_EXERCISE INSTRUCTIONS_. Your output should be the full listing, unchanged.

_EXCERPTED RECORDS_.
□ □ □ □

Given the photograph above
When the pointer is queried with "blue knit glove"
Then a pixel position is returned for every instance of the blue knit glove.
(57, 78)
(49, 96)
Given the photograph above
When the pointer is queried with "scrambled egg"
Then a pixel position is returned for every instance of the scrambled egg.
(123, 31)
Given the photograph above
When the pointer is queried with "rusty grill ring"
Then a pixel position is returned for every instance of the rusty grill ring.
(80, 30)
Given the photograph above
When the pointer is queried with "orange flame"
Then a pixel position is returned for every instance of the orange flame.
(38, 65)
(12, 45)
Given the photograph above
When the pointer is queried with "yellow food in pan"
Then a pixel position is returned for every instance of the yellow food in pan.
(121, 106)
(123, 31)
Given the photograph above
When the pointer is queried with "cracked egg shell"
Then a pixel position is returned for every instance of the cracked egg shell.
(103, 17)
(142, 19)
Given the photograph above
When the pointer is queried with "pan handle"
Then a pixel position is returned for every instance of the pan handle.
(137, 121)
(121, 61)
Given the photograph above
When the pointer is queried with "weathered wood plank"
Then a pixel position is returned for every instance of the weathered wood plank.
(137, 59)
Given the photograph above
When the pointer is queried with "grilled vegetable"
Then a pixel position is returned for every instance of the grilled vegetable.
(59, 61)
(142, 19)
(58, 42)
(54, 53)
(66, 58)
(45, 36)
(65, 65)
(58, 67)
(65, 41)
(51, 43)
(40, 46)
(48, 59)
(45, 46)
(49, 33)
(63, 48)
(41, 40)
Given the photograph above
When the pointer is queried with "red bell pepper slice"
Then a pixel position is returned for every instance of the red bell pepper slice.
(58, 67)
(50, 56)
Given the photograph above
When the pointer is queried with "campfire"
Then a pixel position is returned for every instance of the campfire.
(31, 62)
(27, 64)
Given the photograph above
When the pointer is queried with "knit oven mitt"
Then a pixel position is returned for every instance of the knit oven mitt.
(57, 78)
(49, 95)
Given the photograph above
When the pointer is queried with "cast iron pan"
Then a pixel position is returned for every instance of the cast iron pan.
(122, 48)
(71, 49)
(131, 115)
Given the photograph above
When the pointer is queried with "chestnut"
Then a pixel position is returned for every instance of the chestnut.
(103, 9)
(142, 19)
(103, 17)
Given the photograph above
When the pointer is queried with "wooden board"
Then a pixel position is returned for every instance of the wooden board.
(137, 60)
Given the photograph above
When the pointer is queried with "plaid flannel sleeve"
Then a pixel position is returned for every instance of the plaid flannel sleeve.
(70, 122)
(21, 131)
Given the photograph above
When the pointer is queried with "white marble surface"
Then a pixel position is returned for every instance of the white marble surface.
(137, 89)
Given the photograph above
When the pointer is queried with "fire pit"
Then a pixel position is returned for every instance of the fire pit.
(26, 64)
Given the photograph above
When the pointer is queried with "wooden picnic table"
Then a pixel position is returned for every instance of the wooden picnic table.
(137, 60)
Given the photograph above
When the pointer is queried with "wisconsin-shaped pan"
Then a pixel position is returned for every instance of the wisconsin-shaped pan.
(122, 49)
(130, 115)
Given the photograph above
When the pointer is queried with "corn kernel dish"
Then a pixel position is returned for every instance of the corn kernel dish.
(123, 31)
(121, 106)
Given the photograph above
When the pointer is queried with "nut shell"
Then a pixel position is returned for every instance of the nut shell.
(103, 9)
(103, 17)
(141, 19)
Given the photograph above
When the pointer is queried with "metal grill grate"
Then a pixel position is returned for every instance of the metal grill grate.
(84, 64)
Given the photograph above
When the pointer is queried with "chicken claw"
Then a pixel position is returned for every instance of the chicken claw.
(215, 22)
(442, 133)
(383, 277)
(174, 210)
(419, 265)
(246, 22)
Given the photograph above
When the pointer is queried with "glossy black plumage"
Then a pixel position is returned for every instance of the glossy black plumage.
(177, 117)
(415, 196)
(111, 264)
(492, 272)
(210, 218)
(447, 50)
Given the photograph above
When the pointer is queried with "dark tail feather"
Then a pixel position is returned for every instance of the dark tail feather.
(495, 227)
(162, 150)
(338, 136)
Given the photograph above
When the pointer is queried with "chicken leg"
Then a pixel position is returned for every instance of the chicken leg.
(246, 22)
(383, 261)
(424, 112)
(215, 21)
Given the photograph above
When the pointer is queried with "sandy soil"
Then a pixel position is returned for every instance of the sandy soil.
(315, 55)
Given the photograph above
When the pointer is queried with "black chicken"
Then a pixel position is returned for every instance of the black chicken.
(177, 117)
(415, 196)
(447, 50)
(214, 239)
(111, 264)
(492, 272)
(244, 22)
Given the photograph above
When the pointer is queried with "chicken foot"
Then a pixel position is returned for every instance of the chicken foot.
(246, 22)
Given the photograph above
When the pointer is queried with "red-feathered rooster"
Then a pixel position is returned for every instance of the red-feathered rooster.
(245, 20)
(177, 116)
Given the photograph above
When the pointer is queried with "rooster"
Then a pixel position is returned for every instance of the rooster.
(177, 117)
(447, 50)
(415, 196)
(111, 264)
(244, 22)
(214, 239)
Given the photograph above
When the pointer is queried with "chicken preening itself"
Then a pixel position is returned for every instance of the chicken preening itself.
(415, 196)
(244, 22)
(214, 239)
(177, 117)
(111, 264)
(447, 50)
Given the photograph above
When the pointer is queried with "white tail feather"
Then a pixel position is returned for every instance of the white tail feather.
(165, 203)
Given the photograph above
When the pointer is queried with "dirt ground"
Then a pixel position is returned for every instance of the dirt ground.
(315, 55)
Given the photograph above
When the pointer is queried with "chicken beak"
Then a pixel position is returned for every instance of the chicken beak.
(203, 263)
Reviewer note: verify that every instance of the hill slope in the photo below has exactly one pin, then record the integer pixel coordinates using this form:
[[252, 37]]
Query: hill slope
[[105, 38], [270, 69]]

□ □ □ □

_SOLUTION TO THIS TASK_.
Given the photograph above
When the pointer is queried with "blue knit glove"
Then a pixel position is returned for every instance of the blue knit glove.
(57, 78)
(49, 96)
Given the photograph above
When the pointer is queried with "scrambled egg"
Then a pixel position is returned for every instance of the scrambled egg.
(123, 31)
Given the photograph above
When the pointer is queried with "rusty grill ring"
Then a pixel position is returned for every instance of the rusty grill ring.
(80, 30)
Given the photograph above
When the pointer is queried with "orange flame"
Then a pixel position is returned for every instance of the orange flame.
(38, 65)
(12, 45)
Given the photograph above
When the pointer is queried with "yellow food in pan"
Then a pixel position is returned for every instance of the yellow food in pan.
(121, 106)
(123, 31)
Given the photograph above
When the pointer is queried with "cracked egg shell"
Then a pixel position is returned for every instance of the cracked egg shell.
(103, 17)
(142, 19)
Given the photograph above
When the pointer is queried with "pan handle"
Then a pixel position is returned for every instance of the pan handle.
(137, 121)
(121, 61)
Given the photograph above
When the pointer is queried with "weathered wood plank"
Then a pixel position is returned for every instance of the weathered wood plank.
(137, 59)
Given the photograph above
When the pointer is queried with "grilled vegetable"
Then a pixel position is returned for every instance of the grilled vegetable.
(59, 61)
(142, 19)
(58, 42)
(54, 53)
(66, 58)
(45, 36)
(65, 65)
(58, 67)
(65, 41)
(51, 43)
(40, 46)
(48, 59)
(45, 46)
(49, 33)
(63, 48)
(41, 40)
Given the photograph above
When the pointer is queried with "red bell pepper slice"
Then a pixel position is returned for every instance of the red bell pepper slice.
(58, 67)
(50, 56)
Given the photograph above
When the pointer is queried with "campfire"
Then a pixel position is returned for every instance of the campfire.
(31, 62)
(27, 64)
Given the photograph above
When the pointer is queried with "knit oven mitt"
Then a pixel position is returned for every instance of the knit oven mitt.
(57, 78)
(49, 95)
Given the photograph above
When the pointer is queried with "cast iron pan"
Then a pixel position is returned for every instance of the cast iron pan.
(122, 48)
(71, 49)
(131, 115)
Given the photograph above
When the pointer is queried with "chestnut"
Then a pixel position is returned for every instance of the chestnut.
(103, 9)
(142, 19)
(103, 17)
Given the photograph above
When the pointer is queried with "wooden board"
Then a pixel position is returned for every instance of the wooden board.
(137, 60)
Given the photograph above
When the pointer is queried with "plaid flannel sleeve"
Then a pixel position is returned for every instance of the plaid flannel sleeve.
(70, 122)
(21, 131)
Given the photograph above
When the pointer is queried with "white marble surface"
Then a pixel position is returned for every instance of the white marble surface.
(137, 89)
Given the photograph above
When the pointer is queried with "fire pit"
Then a pixel position is returned for every instance of the fire pit.
(26, 64)
Given the photograph above
When the pointer is queried with "wooden picnic table"
Then a pixel position is returned for every instance of the wooden picnic table.
(137, 60)
Given the photograph above
When the pointer is queried with "wisconsin-shaped pan"
Then a pixel position is returned for every instance of the wisconsin-shaped pan.
(122, 49)
(130, 115)
Given the photograph above
When the pointer is queried with "corn kernel dish"
Then a pixel position is returned for every instance of the corn kernel dish.
(123, 31)
(121, 106)
Given the photograph above
When the pointer is queried with "nut shell"
Then a pixel position is returned for every instance of the nut shell.
(103, 9)
(103, 17)
(141, 19)
Given the photograph above
When the pointer is queried with "metal grill grate"
Then a pixel position is returned for every instance of the metal grill grate.
(84, 64)
Given the photograph above
When the pointer is queried with "chicken claw"
Then a pixel position is returned for every instance of the chicken claw.
(215, 22)
(442, 133)
(383, 277)
(174, 210)
(419, 265)
(246, 22)
Given the photograph above
When the pointer is queried with "glossy black plumage"
Then a pixel position is returned for every instance of the glossy black plumage.
(177, 117)
(415, 196)
(111, 264)
(492, 272)
(210, 218)
(447, 50)
Given the photograph above
When the pointer is queried with "dark tail feather"
Then a pixel position is returned for every instance of the dark tail feather.
(495, 227)
(162, 150)
(338, 136)
Given the photograph above
When the pointer is queried with "chicken leg"
Then a pixel position is returned for every instance of the chicken leg.
(246, 22)
(383, 261)
(424, 112)
(215, 21)
Given the photograph above
When the pointer is queried with "sandy soil"
Then a pixel position is returned for every instance of the sandy soil.
(315, 55)
Given the photograph above
When the pointer is queried with "black chicken"
Then a pixel position is returned for every instance of the black chicken.
(177, 117)
(415, 196)
(447, 50)
(214, 239)
(111, 264)
(492, 272)
(244, 22)
Given the photograph above
When the pointer is queried with "chicken foot"
Then a pixel position is returned for every instance of the chicken foot.
(246, 22)
Given the photograph above
When the pointer is queried with "red-feathered rooster"
Then a pixel position is returned for every instance of the red-feathered rooster.
(245, 20)
(177, 116)
Given the photograph above
When the pointer is queried with "rooster"
Then a pixel position is returned for every instance of the rooster.
(177, 117)
(447, 50)
(415, 196)
(111, 264)
(244, 22)
(214, 239)
Given the photograph above
When the pointer is queried with "chicken preening itself"
Then a pixel position is returned for every instance of the chicken preening itself.
(415, 196)
(244, 22)
(214, 239)
(177, 117)
(111, 264)
(447, 50)
Given the photograph above
When the pointer is queried with "white tail feather"
Then a pixel position is returned for every instance of the white tail feather.
(165, 203)
Given the photograph above
When the pointer is queried with "dirt ground"
Then a pixel position is returned for every instance of the dirt ground.
(315, 55)
Given the photograph above
When the pointer is queried with "chicken beak"
Then a pixel position is returned for every instance of the chicken beak.
(203, 263)
Reviewer note: verify that every instance of the hill slope in the photo below has exactly one pin, then record the integer pixel coordinates using this form:
[[252, 37]]
Query: hill slope
[[105, 38], [270, 69]]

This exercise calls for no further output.